Полковник Приходько – крупный, мощный 60-летний мужчина, вёл курс заграждения железных дорог (т.е. умения быстро и эффективно разрушать ж.д. инфраструктуру при отступлении). Основной курс – восстановление железных дорог, очень хорошо читали несколько офицеров, из фамилий которых помню только одну - полковник Микеладзе. А тактике обучал полковник Кравцов. Блестяще он знал своё дело, на лекциях ставил задачи с оригинальными решениями, достойными Фридриха II Прусского. На сборах, в полевых условиях под его руководством разыгрывались баталии, создававшие полную иллюзию реальности.
В стенах ЛИИЖТа, несмотря на реальные стрельбы и знакомство с самой разнообразной техникой, это всё же была игра. А вот два месяца, сначала в желдорбате под Волховстроем, а затем в отдельном учебном полку в Петродворце и знания закрепили, и жизненного опыта добавили, и незабываемые впечатления оставили.

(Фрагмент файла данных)
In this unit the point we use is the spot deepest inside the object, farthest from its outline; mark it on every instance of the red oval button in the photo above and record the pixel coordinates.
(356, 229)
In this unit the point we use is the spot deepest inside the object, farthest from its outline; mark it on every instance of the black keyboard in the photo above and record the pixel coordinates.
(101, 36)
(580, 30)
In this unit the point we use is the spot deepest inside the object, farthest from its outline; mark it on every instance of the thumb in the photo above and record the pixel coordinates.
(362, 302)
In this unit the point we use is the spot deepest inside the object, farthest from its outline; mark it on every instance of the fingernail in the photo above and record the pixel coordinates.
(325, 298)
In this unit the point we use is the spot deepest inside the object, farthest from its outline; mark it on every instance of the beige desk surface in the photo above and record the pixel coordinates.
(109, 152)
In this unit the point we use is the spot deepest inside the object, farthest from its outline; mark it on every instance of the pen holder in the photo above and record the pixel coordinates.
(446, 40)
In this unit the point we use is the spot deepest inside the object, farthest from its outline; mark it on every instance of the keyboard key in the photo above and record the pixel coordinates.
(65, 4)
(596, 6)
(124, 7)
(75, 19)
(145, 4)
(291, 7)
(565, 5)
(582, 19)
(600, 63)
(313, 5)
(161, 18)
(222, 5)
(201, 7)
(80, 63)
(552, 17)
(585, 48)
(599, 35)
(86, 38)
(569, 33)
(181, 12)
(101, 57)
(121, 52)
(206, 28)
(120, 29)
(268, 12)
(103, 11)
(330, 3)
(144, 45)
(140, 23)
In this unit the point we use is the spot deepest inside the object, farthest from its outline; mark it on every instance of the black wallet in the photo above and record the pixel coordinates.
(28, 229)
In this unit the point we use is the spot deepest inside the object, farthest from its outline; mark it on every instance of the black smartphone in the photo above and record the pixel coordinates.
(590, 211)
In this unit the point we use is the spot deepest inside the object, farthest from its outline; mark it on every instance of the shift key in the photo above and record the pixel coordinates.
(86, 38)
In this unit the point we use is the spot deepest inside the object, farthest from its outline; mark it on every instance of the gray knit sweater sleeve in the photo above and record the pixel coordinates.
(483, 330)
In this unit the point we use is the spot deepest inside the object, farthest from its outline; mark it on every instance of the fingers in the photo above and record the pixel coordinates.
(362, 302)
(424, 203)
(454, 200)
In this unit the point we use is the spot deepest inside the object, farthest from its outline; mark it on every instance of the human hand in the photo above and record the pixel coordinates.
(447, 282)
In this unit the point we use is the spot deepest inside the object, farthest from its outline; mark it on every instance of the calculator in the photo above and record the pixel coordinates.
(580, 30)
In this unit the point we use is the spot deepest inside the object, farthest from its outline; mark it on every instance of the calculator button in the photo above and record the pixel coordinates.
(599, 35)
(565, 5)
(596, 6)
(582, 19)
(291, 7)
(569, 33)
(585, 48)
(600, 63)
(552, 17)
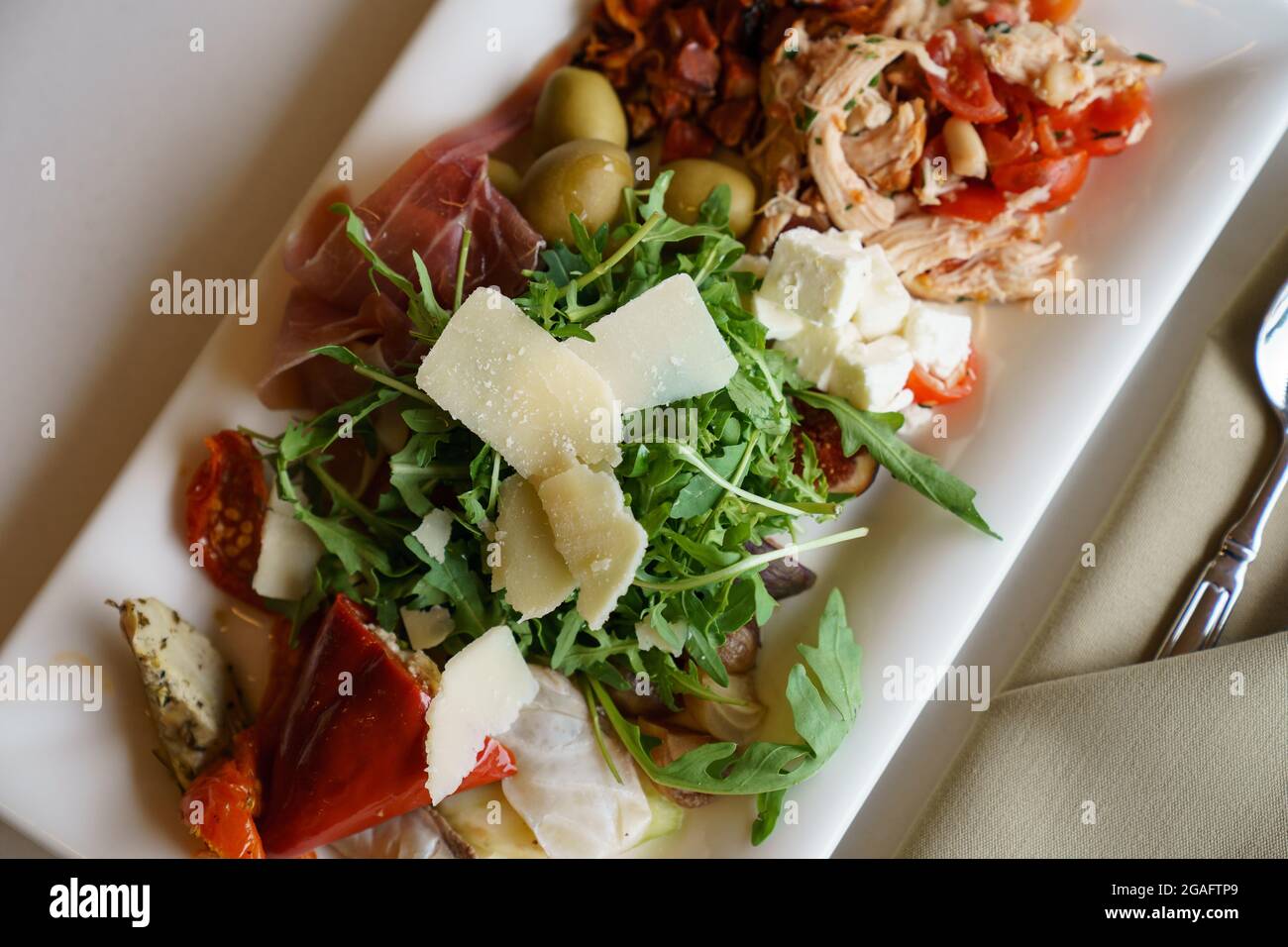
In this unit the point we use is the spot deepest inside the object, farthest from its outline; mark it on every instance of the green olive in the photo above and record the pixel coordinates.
(503, 176)
(695, 180)
(584, 178)
(579, 103)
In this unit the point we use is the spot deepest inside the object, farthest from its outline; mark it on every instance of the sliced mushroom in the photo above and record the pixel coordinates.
(782, 578)
(739, 650)
(671, 746)
(845, 474)
(733, 722)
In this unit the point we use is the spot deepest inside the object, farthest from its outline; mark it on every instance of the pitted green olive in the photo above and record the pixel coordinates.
(584, 178)
(579, 103)
(503, 176)
(695, 180)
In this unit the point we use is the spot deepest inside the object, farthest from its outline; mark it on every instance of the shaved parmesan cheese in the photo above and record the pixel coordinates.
(482, 689)
(429, 629)
(288, 552)
(596, 536)
(511, 382)
(660, 347)
(433, 532)
(565, 789)
(651, 638)
(533, 575)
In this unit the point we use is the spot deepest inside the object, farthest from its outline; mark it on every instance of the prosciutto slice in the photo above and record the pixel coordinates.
(425, 206)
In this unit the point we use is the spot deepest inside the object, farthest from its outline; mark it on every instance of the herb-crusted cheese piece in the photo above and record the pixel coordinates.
(482, 690)
(660, 347)
(596, 535)
(533, 575)
(511, 382)
(191, 693)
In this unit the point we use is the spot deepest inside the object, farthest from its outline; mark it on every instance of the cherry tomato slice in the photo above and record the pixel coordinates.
(1054, 11)
(1063, 176)
(928, 390)
(224, 512)
(1102, 128)
(977, 201)
(966, 90)
(1000, 13)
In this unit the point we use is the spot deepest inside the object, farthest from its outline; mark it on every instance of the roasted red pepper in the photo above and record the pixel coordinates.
(352, 746)
(224, 512)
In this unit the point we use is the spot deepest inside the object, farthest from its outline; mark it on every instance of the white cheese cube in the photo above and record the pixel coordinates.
(533, 575)
(288, 552)
(596, 535)
(482, 690)
(872, 376)
(428, 629)
(658, 348)
(816, 275)
(939, 339)
(815, 350)
(516, 386)
(778, 322)
(884, 302)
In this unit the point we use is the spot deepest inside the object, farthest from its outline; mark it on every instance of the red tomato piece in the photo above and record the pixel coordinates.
(977, 201)
(1012, 140)
(966, 90)
(1063, 176)
(1000, 13)
(1054, 11)
(224, 512)
(927, 389)
(222, 804)
(1103, 127)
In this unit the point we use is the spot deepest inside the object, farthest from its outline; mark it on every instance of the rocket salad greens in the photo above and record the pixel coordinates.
(739, 476)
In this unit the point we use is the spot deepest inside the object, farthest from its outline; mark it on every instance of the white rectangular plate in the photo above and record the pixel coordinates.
(86, 784)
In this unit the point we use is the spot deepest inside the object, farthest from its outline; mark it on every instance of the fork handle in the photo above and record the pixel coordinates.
(1202, 618)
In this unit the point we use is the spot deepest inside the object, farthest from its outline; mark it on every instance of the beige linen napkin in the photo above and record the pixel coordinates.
(1087, 751)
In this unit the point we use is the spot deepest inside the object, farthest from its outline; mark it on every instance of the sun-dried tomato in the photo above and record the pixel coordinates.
(224, 512)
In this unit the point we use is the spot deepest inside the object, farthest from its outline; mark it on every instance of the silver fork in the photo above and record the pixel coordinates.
(1203, 617)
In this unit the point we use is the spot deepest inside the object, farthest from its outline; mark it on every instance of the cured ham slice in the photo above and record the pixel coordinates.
(377, 330)
(428, 204)
(351, 750)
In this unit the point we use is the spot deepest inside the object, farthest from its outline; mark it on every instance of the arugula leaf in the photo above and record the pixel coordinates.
(918, 471)
(700, 492)
(823, 714)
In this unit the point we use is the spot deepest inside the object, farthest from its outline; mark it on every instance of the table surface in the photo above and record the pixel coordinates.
(168, 158)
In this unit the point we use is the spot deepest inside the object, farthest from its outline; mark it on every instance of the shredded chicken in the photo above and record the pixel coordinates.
(944, 258)
(1113, 67)
(887, 155)
(919, 20)
(841, 71)
(1022, 53)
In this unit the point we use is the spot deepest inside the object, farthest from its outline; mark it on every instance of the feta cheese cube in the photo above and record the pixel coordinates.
(815, 350)
(939, 339)
(778, 322)
(816, 275)
(872, 376)
(883, 302)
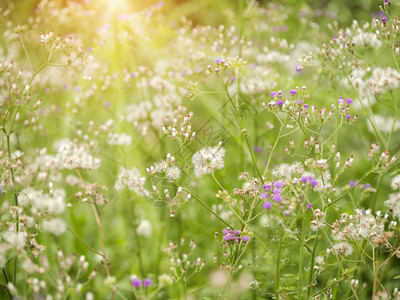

### Задания и упражнения
A: Перепишите отрывок из воспоминаний об учёбе в ЛИИЖТе, начиная со слов "В стенах ЛИИЖТа, несмотря" и до слов "незабываемые впечатления оставили." включительно. Замените в нём "желдорбате" на "железнодорожном батальоне".
B: Изложите, пожалуйста, воспоминания об учёбе в ЛИИЖТе в двух предложениях.
C: Напишите продолжение воспоминаний об учёбе в ЛИИЖТе, начиная с того места, где они заканчиваются.

### Ответы
A:
В стенах ЛИИЖТа, несмотря на реальные стрельбы и знакомство с самой разнообразной техникой, это всё же была игра. А вот два месяца, сначала в железнодорожном батальоне под Волховстроем, а затем в отдельном учебном полку в Петродворце и знания закрепили, и жизненного опыта добавили, и незабываемые впечатления оставили.

B: В ЛИИЖТе заграждение и восстановление железных дорог, а также тактику преподавали полковники, в том числе Приходько, Микеладзе и Кравцов, а на полевых сборах разыгрывались баталии, создававшие полную иллюзию реальности. Всё же это была игра, а знания закрепили и дали жизненный опыт два месяца в желдорбате под Волховстроем и в отдельном учебном полку в Петродворце.

C:
1971-й год. Дипломный проект защищён, распределение состоялось. Однако документы об окончании ВУЗа выдавали только после прохождения военных сборов вместе с военным билетом офицера запаса. Выпускные курсы на всех факультетах имели по 4 – 5 учебных групп. Военная профессия, в зависимости от основной специальности, осваивалась различная. Каждая группа в количестве около 25 человек образовывала взвод, а четыре группы роту.
Моей специальности «Электроснабжение железных дорог» не слишком повезло. Выпускали нас как командиров путевого взвода, на военном жаргоне – костыльщиков (имелось ввиду, что путевой взвод занимается разрушением или восстановлением верхнего строения пути, где, по тем временам, забивание костылей в деревянные шпалы – распространённое занятие). Были и более престижные военные профессии, например, ВОСО – военные сообщения. Сидит офицер на вокзале дежурным помощником военного коменданта. Не пыльно, форма красивая, билеты по блату.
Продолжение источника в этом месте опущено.